__Text block__:

Dubious as I was of his priorities, I wondered - is he right?

So began a Berkeley barbecue quest. Proving this grad student wrong was only a secondary motivation - primarily, I hoped to reward my taste buds (and possibly punish my stomach) with some Southern-style barbecue.

I knew where to start. Looney's Smokehouse at Bancroft and Oxford is only a block off campus, but I know it as my former de facto living room. Sophomore year I lived in a towering green Victorian at Durant and Fulton - you may know it - which, while home to a crew of obsessive basketball fans, had a TV but no cable connection. So when big games came around, we'd trek down the block to Looney's, which boasts a dozen sports-devoted TV's of various sizes, and kick up our feet, so to speak.

So OK, we didn't really go there for the barbecue. But once you're inside, it's hard to resist that alluring smell.

Looney's is the culmination of Ken Looney's backyard barbecue experimentation, which he began in earnest in 2004, making sauces with the help of an old cookbook. Before long he was smoking his own meat, and within two years, in September 2006, he opened his eponymous restaurant kitty-corner from Edwards Track Stadium.

Ken Looney's biography is not what I expected. He had never worked in a restaurant before opening his own, but had spent a significant portion of his young adulthood in a nuclear submarine as a member of the Navy. Before starting the restaurant he was running a small company whose chief product, he said, aimed to "do for restaurants what the ATM did for banks," allowing you to order food without experiencing the (generally enjoyable, but apparently to some people tedious) interaction with a waiter. Suffice it to say he's had a diverse career.

But if there's one thing that makes him perfect for his current job, it's that the dude really, really loves barbecue.

During our brief conversation, I learned more about meat than I'll probably ever need to know, and certainly a lot more than I can fit into this story.

__The task__: Name every street mentioned in the text about the Berkeley barbecue quest.

(Stored data)
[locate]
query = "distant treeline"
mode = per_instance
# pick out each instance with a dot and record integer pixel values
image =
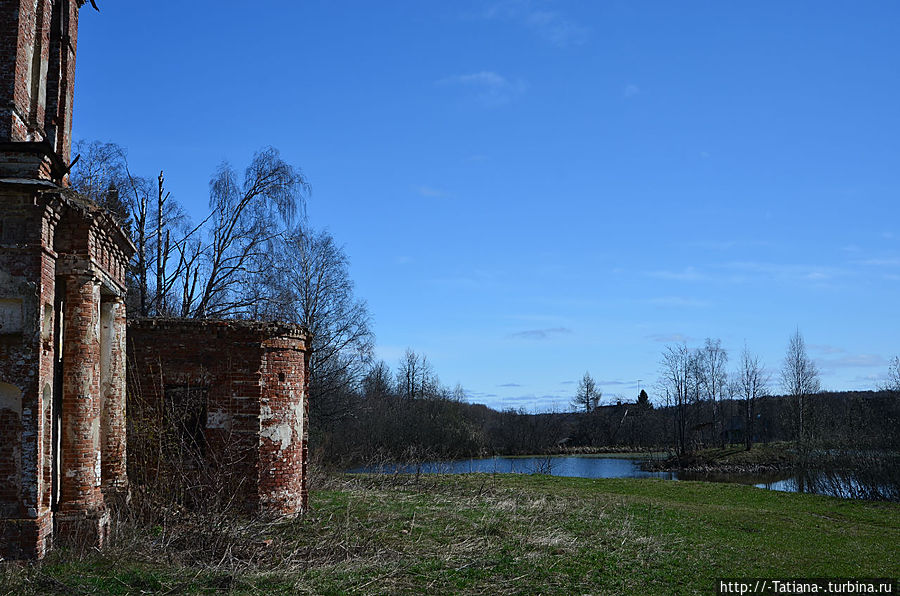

==

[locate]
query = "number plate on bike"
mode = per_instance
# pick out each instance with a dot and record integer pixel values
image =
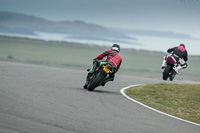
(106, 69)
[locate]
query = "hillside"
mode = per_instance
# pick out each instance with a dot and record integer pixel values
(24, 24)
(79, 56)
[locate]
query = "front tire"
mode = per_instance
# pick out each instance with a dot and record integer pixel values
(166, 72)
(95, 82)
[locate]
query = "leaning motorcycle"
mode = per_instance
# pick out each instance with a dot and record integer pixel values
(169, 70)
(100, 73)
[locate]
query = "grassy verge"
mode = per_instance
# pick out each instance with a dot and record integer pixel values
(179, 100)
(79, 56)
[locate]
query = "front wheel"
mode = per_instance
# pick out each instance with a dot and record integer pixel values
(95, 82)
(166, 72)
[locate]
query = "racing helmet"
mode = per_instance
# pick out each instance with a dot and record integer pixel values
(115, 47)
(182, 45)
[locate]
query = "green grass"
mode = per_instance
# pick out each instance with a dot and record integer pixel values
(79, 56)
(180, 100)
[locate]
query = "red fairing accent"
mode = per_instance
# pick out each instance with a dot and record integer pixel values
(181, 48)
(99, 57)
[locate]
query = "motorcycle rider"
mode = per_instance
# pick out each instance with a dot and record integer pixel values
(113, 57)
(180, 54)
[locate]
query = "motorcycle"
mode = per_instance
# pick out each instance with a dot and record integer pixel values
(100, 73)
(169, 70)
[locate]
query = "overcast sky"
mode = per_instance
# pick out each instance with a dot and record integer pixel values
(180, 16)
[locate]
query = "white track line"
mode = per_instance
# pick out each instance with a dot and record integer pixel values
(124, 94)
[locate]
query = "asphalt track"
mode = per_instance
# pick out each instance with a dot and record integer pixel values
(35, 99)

__The result__: Bancroft, Oxford, Durant, Fulton